___ SOURCE TEXT ___

About four thousand dog bite cases were referred to SMHS hospital last year alone. The situation in districts is similarly alarming making up for another 10,000 dog bite cases reported in district hospitals. Three people have already succumbed to dog bites in 2010. Shazia Khan reports.
With the dog population going much above acceptable limits, the humans are paying the price with more than 40 cases of dog bites reported in different hospitals every day. Three deaths due to rabies have already been reported in 2010.
Srinagar and Baramulla districts witnessed the highest number of dog bite cases in 2009. The SMSHS and the state run district hospitals in valley registered 14,562 dog bites cases during the period. Doctors say many dogs bite victims receive treatment from private clinics and don’t show up at the government-run hospitals.

___

STUDY QUESTIONS:
- a) Reproduce the dog bite report word for word from "Srinagar and Baramulla" to "the government-run hospitals.".
- b) Write the next part of the dog bite report, picking up after its final sentence.
The material that comes next has no connection to the dog bite report.

___ SUPPLIED MATERIAL ___

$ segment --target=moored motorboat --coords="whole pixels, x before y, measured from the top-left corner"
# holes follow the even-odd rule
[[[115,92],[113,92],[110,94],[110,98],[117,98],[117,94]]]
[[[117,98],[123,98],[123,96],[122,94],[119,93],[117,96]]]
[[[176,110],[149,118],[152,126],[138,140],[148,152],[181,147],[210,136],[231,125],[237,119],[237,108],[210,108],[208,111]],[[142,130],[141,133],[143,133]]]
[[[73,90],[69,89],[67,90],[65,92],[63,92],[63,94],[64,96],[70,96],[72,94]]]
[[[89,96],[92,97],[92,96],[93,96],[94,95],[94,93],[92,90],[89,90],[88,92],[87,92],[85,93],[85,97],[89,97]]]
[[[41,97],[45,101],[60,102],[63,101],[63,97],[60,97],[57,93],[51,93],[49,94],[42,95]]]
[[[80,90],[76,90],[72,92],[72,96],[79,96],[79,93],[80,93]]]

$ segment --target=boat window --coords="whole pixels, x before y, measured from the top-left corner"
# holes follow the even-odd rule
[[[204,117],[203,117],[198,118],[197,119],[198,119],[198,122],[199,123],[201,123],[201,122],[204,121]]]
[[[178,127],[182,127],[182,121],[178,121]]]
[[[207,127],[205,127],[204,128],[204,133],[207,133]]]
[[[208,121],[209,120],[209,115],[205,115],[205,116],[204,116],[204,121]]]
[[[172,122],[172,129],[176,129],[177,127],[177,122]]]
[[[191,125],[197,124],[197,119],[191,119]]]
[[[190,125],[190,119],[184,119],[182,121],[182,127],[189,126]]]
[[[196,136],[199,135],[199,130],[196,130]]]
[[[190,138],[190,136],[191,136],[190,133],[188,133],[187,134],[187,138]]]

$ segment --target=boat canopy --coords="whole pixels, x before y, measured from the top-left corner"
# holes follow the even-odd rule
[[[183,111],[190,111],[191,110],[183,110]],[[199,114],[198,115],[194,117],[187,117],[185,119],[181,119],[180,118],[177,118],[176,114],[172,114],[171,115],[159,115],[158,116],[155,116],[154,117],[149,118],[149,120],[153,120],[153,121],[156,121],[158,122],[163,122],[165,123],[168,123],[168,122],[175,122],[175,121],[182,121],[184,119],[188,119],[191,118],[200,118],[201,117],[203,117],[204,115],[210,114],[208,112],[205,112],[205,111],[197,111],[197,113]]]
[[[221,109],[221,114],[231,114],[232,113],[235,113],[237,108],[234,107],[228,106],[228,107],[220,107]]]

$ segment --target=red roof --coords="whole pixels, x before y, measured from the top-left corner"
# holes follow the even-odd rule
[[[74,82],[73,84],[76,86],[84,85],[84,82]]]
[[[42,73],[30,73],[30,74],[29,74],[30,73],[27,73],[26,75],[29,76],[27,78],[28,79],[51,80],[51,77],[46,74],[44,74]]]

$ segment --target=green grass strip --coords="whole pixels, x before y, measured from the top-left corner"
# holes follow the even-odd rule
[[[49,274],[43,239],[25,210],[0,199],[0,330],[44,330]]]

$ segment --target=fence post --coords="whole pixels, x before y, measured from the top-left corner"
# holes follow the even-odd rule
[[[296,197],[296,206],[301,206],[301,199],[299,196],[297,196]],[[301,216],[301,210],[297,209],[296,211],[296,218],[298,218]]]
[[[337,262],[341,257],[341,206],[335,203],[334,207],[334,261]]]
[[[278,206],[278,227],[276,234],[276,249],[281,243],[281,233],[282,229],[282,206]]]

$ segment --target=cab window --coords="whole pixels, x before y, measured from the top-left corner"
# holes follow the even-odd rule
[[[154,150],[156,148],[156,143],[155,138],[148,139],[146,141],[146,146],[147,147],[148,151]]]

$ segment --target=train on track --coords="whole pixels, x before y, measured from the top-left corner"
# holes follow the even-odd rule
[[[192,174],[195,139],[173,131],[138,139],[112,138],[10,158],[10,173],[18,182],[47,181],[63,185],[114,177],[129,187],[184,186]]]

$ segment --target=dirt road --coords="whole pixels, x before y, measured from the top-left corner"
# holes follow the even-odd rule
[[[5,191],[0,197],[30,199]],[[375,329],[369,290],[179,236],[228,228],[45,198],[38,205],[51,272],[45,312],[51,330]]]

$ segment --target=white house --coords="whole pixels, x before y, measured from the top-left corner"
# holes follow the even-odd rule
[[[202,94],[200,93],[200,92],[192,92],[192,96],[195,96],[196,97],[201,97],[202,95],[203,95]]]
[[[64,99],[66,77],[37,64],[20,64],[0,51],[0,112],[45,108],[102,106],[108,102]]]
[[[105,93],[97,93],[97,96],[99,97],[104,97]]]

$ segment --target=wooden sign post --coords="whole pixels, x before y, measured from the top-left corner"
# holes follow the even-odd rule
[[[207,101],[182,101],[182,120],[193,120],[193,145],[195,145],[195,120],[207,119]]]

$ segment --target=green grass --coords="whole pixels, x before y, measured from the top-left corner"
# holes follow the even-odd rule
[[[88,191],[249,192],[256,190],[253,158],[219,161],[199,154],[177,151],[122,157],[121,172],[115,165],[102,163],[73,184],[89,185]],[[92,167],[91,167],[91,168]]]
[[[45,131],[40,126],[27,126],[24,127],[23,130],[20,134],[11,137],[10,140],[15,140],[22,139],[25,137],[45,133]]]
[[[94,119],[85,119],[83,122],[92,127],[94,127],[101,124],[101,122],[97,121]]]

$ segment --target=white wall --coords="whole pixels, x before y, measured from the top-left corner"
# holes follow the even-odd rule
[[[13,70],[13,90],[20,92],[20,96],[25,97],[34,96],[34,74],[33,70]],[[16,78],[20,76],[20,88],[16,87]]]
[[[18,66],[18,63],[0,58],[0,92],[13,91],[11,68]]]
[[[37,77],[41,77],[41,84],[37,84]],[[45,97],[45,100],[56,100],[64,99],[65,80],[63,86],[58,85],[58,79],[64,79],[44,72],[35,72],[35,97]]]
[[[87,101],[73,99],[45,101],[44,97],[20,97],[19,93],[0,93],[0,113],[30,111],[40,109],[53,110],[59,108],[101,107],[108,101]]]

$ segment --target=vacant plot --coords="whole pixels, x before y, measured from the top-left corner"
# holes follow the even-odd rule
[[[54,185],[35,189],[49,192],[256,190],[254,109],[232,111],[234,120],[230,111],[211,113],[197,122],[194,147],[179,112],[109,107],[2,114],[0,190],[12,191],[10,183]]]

___

TASK ANSWERS:
- a)
Srinagar and Baramulla districts witnessed the highest number of dog bite cases in 2009. The SMSHS and the state run district hospitals in valley registered 14,562 dog bites cases during the period. Doctors say many dogs bite victims receive treatment from private clinics and don’t show up at the government-run hospitals.

- b)
In the first three months of 2010, the SMHS hospital in Srinagar treated 657 people for dog bites. Two bite victims, including a six-year-old boy, died after the dog attacks. Another person succumbed to dog bites this month.
According to the official figures with 3,966 bites in 2009 Srinagar is placed at the top of dog bite list, followed by Baramulla with 3191, Kulgam 2318, Kupwara 1047, Pulwama 1215, Anantnag 1135, Bandipora 396, Shopian 300, and Budgam 61. Health officials say that most of the victims, around 40 percent, were children below twelve years of age.
Every day around 40 dog bite cases are reported in different government hospitals in the valley. Medical officials hold that the disproportionately large stray dog population in the valley responsible for the exponential rise in the number of dog bite patients. Dr Salim Khan, who teaches social and preventive medicine at the Government Medical College Srinagar and is a member of APCRI (Association for the Prevention and Control of Rabies in India), says that at present the valley is having the highest dog to human ratio in India – 1 to 14. “It is beyond acceptable limits. In Srinagar alone the dog population is anywhere between 80,000 to one lakh which means one dog for every nine persons,” said Khan. “In rest of India the dog to human ratio is 1:40.”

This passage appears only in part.